→ **Required tasks**
1. Please list every acronym that appears in the software-purchasing text, in the order of first use.
2. Write the next paragraph of the software-purchasing text, picking up after its final sentence.

→ **Exercise text**
==============================
In the end, the system did not make any of our work easier and, in some cases, actually made the work much harder. Between the time we spent hunting down information about how the LCMS worked (or, as it turned out, didn't work) and the time we spent trying to figure out ways to get around limitations that we wouldn't have had to put up with had been using more traditional tools, we ended up running substantially behind schedule and over budget for the project. The limitations proved so insurmountable that we eventually had to recommend to the client that we not use this very expensive piece of software he had recently paid for.

Caveat Emptor…But How?

Out of curiosity, I did a Google search for reviews of the product. I wanted to see which reviewers had seen the flaws in it and which ones were taken in by the glossy marketing brochures and whizzy vendor demos. Sadly, I was not able to find a single review that called attention to the problems I had encountered—problems that seem like they should be glaringly obvious to anyone who tried to actually use it to solve a real training problem. If you are in the market for an expensive LCMS, there is apparently no place you can go to get thorough and honest product reviews based on extensive hands-on testing.

If this news shocks you, then you have probably never been involved with the purchase of an expensive server-side IT system before. Take, for example, the challenges of purchasing a content management system (CMS), the less complicated forbear of the LCMS. Here's how author David Walker describes the situation:

"As Internet technology advances, new things become suddenly possible. Take content management. Just five years ago, it was almost impossible to waste a million dollars building a web site. But modern, Twenty-first Century Internet technology means that any medium-sized organization with Web ambitions can now pour a seven-digit sum of money straight down the hole almost instantly. And one of the easiest and most efficient ways to do this is to buy the wrong Web Content Management System, or CMS."

Walker goes on to report horror stories of companies run by smart people who bought big, expensive systems that didn't work. Any veteran IT manager in a reasonably large company will have horror stories to tell, if not about a CMS, then about CRM, ERP, or some other three-lettered, seven-figured acronym. The fact of the matter is that buying complex server-side software is hard, and good advice about it is very hard to find. Training managers and Chief Learning Officers better get used to it, or they will find themselves learning some very expensive lessons.
==============================
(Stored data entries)
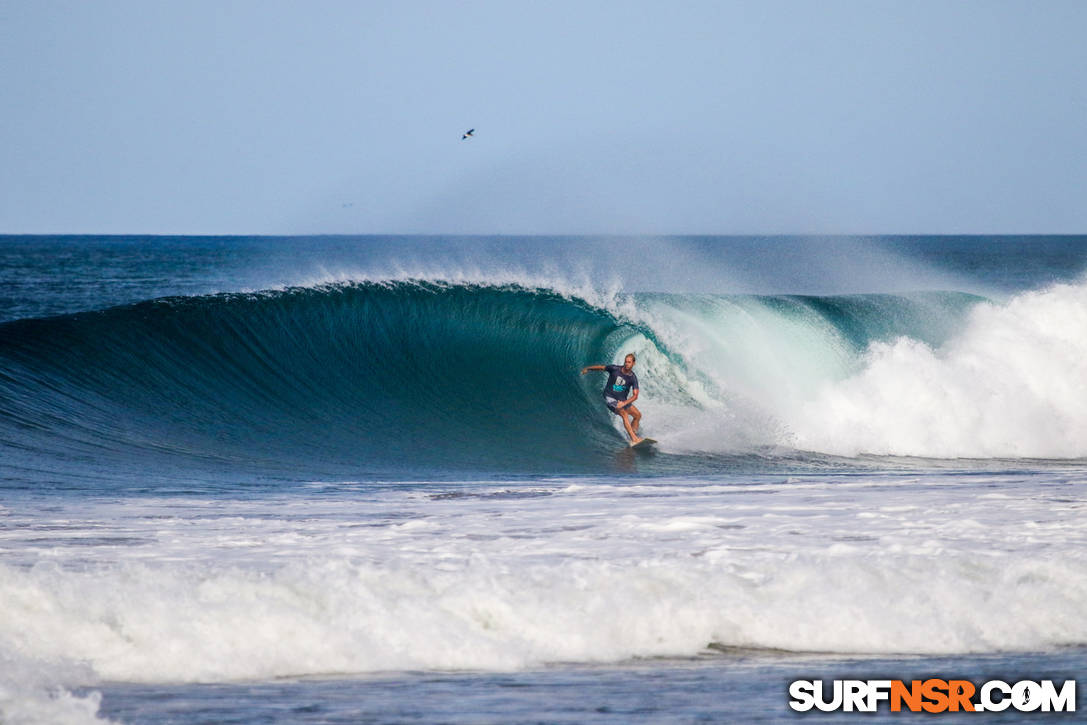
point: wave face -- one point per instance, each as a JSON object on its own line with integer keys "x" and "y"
{"x": 384, "y": 376}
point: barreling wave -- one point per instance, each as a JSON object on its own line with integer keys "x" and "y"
{"x": 397, "y": 375}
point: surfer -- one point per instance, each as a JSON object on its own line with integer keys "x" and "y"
{"x": 621, "y": 383}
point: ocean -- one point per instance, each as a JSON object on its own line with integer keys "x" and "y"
{"x": 360, "y": 479}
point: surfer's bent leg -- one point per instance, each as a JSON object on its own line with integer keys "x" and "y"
{"x": 626, "y": 423}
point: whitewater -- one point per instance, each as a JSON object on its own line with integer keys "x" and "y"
{"x": 323, "y": 480}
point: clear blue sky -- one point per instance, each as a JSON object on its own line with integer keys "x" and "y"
{"x": 654, "y": 117}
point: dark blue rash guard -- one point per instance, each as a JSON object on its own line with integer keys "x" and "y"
{"x": 620, "y": 384}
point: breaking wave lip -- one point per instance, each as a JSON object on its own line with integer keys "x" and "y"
{"x": 465, "y": 375}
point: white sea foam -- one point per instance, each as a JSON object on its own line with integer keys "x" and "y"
{"x": 498, "y": 579}
{"x": 1012, "y": 383}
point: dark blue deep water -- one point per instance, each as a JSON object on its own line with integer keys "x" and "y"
{"x": 338, "y": 479}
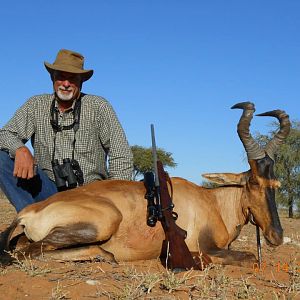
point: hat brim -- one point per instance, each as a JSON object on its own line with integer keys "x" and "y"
{"x": 85, "y": 74}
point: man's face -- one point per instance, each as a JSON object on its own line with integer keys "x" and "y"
{"x": 67, "y": 85}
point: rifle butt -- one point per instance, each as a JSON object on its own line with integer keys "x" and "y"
{"x": 176, "y": 256}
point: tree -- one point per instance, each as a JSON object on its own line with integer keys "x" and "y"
{"x": 143, "y": 161}
{"x": 287, "y": 167}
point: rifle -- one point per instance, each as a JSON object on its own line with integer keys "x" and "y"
{"x": 175, "y": 254}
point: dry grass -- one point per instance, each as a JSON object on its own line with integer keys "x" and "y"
{"x": 148, "y": 280}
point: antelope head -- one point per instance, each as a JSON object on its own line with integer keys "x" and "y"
{"x": 261, "y": 183}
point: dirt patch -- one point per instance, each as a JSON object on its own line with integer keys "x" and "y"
{"x": 279, "y": 277}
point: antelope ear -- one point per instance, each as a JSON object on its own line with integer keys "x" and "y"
{"x": 228, "y": 178}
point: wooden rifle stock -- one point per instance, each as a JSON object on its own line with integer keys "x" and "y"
{"x": 175, "y": 254}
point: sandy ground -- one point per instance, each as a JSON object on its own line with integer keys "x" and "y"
{"x": 279, "y": 277}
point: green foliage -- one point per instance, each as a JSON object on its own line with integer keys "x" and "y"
{"x": 287, "y": 167}
{"x": 143, "y": 161}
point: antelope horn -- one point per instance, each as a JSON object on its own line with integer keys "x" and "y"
{"x": 281, "y": 135}
{"x": 252, "y": 148}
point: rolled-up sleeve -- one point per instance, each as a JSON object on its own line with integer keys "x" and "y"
{"x": 18, "y": 130}
{"x": 120, "y": 158}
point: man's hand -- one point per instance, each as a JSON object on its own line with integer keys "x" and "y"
{"x": 24, "y": 163}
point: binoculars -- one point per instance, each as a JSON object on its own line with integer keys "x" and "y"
{"x": 67, "y": 175}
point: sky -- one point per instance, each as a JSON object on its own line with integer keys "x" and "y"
{"x": 179, "y": 65}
==============================
→ **Exercise responses**
1. LCMS, IT, CMS, CRM, ERP

2.
Trust But Verify

Unfortunately, there is only one really good way for you to get accurate information on the quality of server-side programs, particularly for new product categories like the LCMS: You have to do extensive hands-on testing, performing the kinds of tasks that you will really be doing in your own production environment. Get somebody who has experience with both e-learning and IT products. If you don't have the right person on staff, then hire one. Figure out exactly what you want the software to do. Then have your expert try to do it with an evaluation copy. Don't let the vendor do it for you; they already know the bugs in the system and can work around them. Do it yourself. There is no other way to lower the risk that you will buy a useless product.

Equally important is for you to decide just what you want the software to do for you. The badly implemented and poorly documented "features" in these server-side systems are just a symptom. "Featuritis" happens when product quality (or lack thereof) is not recognized by "expert reviewers." As a result, vendors spend their development dollars adding poorly implemented new features that nobody really needs rather than fixing the basic functionality that could actually be useful to their customers. Consumers of these products can force reform by judging products only by those features that offer a credible likelihood of producing a return on their investment. In conjunction with this column, I have written a new article about what's important in an LCMS. Unfortunately, all I can give you are some tips. There are no shortcuts to due diligence. And in this case, the price of not doing it can be very high indeed.